→ Trecho do documento
§

O preço da intensidade
É evidente que os arremessos de três de Stephen Curry são a “identidade” do Warriors, o modelo de jogo da equipe e a imagem que eles transmitem para seus oponentes e para seus torcedores. Mas a parte mais fundamental dessa identidade, do “rosto” da equipe, é de responsabilidade de Draymond Green.
A formação sem um pivô tradicional é uma das coisas que fez o Warriors ser o Warriors ao longo da última década, um grupo leve e agressivo em que todo mundo pode marcar qualquer adversário, as dobras de marcação podem ser rápidas e o ataque pode ser mais espaçado, leve, fluído e difícil de ser defendido.
Isso permitiu ao Warriors se tornar um dos primeiros (ou o primeiro) time a conseguir ganhar com a velocidade de um quinteto baixo sem perder sua capacidade defensiva.
Essa é a habilidade de Draymond Green: segurar a barra lá dentro do garrafão, tendo a versatilidade ou velocidade de para diversas coisas AO MESMO TEMPO em que realiza a proteção. Green costuma correr pela quadra, contestar arremessos e às vezes até marcar caras com a bola longe do garrafão, seja na defesa de infiltrações, de pivôs adversários ou no rebote. Sem ele é difícil imaginar o time passando muito tempo com quinteto baixo.
O pivô bota a bola no chão, dribla e ataca a cesta se for preciso. Ele tem bom passe e visão de jogo para não só arremessar, mas comandar o ataque mesmo longe da cesta.
Num time que decidiu que todo o seu potencial ofensivo passará nas mãos de dois armadores pontuadores que produzem melhor sem a bola nas mãos e que custam fortunas incríveis aos cofres da franquia, o pivô acaba facilitando o esquema tático planejado.
Os bloqueios de Draymond são eficientes, como eles não são aquela coisa preguiçosa que muita gente faz na NBA, mas realmente paredes de concreto que impedem os defensores de seguirem acompanhados jogadores, permitindo tanto a Stephen Curry quanto a Klay Thompson, o poder de correr sem a bola AO MESMO TEMPO, cada um de um lado da quadra, fazendo com que fiquem LIVRES em todos os lances
Além de seus campeonatos, aparições no All-Star, prêmios All-NBA e prêmio DPOY, Draymond Green é conhecido por ser um dos melhores trash talkers da liga. Uma das principais funções de Green no time, ele está lá para dar a vida para o seu time, todos os outros são inimigos e não merecem sua compaixão.
Os que veem isso como uma forma pirada de expressão de amor ao seu time e ao jogo, o admiram; as vítimas das muitas vezes que ele cruza as linhas éticas. Não que insultos sejam justificáveis, Green fará o que for preciso para vencer.

§

→ Informações extraídas
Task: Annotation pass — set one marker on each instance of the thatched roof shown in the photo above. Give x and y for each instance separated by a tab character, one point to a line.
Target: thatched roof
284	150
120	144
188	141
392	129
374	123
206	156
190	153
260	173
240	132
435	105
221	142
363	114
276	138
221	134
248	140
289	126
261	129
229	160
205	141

§

→ O que fazer
Por favor, reproduza do texto sobre Draymond Green tudo o que vai de “Essa é a habilidade” até “com quinteto baixo.”.

→ Resultado da tarefa
Essa é a habilidade de Draymond Green: segurar a barra lá dentro do garrafão, tendo a versatilidade ou velocidade de para diversas coisas AO MESMO TEMPO em que realiza a proteção. Green costuma correr pela quadra, contestar arremessos e às vezes até marcar caras com a bola longe do garrafão, seja na defesa de infiltrações, de pivôs adversários ou no rebote. Sem ele é difícil imaginar o time passando muito tempo com quinteto baixo.